Selected excerpt:
I'm willing to concede that it probably isn't really IKEA's fault. I really need to NOT put things in that handy blue bag you pick up when you walk in the door.

Aside from my IKEA trips, I also managed to finally watch "Julie and Julia." I'd been loaned the movie by a coworker but hadn't watched it. Then my good friend, Saz, gave me it as a Christmas gift so I figured it was time to watch it. You'd think I'd have done so much sooner since I'm a blogger and a foodie.

I found the movie entertaining. I like the idea and I admit, I could relate to Julie rather a lot. As a yet unpublished writer, having a blog is one way to feel better about writing. I like her idea too- cooking your way through that many recipes in a year would be fun and a challenge. Since I've recently become obsessed with cooking, i think it's a cool idea. Yet, like so many of those, someone else had it first. Now everyone else would be a copycat.

Excerpts from a location annotation dataset:
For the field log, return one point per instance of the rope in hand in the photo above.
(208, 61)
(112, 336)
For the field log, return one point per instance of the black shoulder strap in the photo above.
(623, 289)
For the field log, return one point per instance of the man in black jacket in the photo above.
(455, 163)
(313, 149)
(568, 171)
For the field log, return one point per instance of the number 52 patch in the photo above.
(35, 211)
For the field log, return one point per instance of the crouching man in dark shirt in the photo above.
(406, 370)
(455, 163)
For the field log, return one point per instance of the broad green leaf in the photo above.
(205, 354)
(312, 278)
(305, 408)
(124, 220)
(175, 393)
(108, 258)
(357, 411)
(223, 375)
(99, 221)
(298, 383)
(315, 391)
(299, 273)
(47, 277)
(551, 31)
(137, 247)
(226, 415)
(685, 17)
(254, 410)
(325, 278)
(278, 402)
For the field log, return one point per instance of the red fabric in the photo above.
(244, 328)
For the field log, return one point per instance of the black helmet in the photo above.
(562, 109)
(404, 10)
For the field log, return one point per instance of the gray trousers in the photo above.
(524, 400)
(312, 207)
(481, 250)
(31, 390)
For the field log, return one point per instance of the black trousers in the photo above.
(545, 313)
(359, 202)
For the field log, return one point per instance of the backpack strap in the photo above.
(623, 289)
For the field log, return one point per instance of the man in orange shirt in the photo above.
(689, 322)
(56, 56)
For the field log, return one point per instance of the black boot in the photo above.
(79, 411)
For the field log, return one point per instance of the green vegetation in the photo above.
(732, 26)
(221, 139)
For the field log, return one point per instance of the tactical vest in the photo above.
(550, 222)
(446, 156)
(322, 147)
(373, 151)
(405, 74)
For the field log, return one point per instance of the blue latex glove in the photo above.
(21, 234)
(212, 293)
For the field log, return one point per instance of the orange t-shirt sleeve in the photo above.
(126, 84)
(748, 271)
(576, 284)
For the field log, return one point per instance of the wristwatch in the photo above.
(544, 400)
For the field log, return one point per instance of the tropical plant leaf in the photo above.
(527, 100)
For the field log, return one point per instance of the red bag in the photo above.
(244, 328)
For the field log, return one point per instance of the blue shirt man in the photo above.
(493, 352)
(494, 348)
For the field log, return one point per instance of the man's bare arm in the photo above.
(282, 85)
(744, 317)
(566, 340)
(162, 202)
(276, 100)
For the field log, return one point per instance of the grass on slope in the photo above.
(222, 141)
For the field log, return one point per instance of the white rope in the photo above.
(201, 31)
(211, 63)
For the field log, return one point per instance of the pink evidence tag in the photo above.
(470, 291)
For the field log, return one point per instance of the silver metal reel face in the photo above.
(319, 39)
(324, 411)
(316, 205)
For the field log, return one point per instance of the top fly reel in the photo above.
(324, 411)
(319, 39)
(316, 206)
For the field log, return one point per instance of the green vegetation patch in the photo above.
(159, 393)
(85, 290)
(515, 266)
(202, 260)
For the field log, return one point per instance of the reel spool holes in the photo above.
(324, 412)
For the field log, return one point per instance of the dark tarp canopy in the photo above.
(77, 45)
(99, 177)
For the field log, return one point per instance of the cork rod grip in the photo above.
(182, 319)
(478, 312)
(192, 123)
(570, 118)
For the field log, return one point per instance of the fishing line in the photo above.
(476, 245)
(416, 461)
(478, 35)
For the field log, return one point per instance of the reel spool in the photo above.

To-do list:
a) In the excerpt about IKEA and "Julie and Julia," who gave the writer the movie as a Christmas gift?
b) Lay out the records as a Markdown table with columns Row and Line, starting at the line containing "holes in the photo above." and running through the end of the records, both included, with blank lines left out.
The text and the records have no connection to each other.

Solutions in order:
a) Saz, the writer's good friend.

b)
| Row | Line |
|---|---|
| 1 | For the field log, return one point per instance of the reel spool holes in the photo above. |
| 2 | (324, 412) |
| 3 | For the field log, return one point per instance of the dark tarp canopy in the photo above. |
| 4 | (77, 45) |
| 5 | (99, 177) |
| 6 | For the field log, return one point per instance of the cork rod grip in the photo above. |
| 7 | (182, 319) |
| 8 | (478, 312) |
| 9 | (192, 123) |
| 10 | (570, 118) |
| 11 | For the field log, return one point per instance of the fishing line in the photo above. |
| 12 | (476, 245) |
| 13 | (416, 461) |
| 14 | (478, 35) |
| 15 | For the field log, return one point per instance of the reel spool in the photo above. |